## Start

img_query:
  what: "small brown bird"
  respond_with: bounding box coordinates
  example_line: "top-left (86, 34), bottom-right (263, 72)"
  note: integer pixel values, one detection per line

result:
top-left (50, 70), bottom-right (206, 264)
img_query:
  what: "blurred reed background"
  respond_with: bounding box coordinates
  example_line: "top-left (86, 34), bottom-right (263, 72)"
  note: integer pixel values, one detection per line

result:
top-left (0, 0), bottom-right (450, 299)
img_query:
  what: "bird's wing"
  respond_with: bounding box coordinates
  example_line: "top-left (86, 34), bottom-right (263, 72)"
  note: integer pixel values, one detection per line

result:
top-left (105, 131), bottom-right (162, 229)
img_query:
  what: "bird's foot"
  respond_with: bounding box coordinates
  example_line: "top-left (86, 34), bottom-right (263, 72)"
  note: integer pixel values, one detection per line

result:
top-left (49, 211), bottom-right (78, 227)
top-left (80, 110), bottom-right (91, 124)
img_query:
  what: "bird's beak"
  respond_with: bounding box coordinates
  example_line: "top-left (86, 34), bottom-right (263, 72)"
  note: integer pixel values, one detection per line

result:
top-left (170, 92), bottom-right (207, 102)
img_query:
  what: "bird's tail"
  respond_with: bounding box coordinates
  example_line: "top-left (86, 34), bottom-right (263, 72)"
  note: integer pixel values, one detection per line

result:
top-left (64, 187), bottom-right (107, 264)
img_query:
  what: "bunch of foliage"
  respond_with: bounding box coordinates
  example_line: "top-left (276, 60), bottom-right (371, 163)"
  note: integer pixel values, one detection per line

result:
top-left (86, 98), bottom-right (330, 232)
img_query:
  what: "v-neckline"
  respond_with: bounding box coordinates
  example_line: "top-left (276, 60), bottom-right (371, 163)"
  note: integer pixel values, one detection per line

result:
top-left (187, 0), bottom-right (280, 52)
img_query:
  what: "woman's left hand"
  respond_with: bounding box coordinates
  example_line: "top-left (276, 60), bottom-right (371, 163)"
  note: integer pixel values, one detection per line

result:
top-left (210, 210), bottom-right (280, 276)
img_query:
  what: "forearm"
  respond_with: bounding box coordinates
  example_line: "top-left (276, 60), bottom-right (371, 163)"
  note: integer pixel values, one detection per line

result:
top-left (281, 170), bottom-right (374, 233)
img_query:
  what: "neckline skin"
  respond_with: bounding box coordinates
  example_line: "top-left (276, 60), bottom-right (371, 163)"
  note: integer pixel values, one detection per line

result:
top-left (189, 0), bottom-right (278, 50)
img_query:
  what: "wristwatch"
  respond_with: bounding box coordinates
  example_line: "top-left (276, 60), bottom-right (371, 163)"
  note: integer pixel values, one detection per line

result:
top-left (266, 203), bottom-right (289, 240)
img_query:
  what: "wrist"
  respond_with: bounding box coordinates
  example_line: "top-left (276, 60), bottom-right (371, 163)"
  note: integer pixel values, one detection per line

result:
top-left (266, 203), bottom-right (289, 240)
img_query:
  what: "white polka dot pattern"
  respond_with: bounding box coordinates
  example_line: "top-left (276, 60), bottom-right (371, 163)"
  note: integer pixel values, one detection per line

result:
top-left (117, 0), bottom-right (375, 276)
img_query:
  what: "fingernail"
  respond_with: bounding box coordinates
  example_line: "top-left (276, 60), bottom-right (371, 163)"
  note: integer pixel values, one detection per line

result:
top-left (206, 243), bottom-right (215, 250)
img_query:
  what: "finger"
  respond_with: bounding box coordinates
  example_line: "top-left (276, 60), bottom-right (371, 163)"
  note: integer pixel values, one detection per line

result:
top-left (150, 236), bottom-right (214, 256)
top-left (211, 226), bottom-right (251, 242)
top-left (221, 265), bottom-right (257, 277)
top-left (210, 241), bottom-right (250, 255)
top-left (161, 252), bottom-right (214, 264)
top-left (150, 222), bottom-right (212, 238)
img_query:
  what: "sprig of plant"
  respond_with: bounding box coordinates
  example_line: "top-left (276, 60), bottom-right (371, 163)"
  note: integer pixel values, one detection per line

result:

## End

GIVEN PROBLEM | Return the rows verbatim, starting at the first line of the rows and stopping after the line that contains "top-left (50, 70), bottom-right (206, 264)"; include both of those lines.

IN RESPONSE |
img_query:
  what: "small brown bird"
  respond_with: bounding box coordinates
  example_line: "top-left (86, 34), bottom-right (263, 72)"
  note: integer pixel values, one detection per line

result:
top-left (50, 70), bottom-right (206, 264)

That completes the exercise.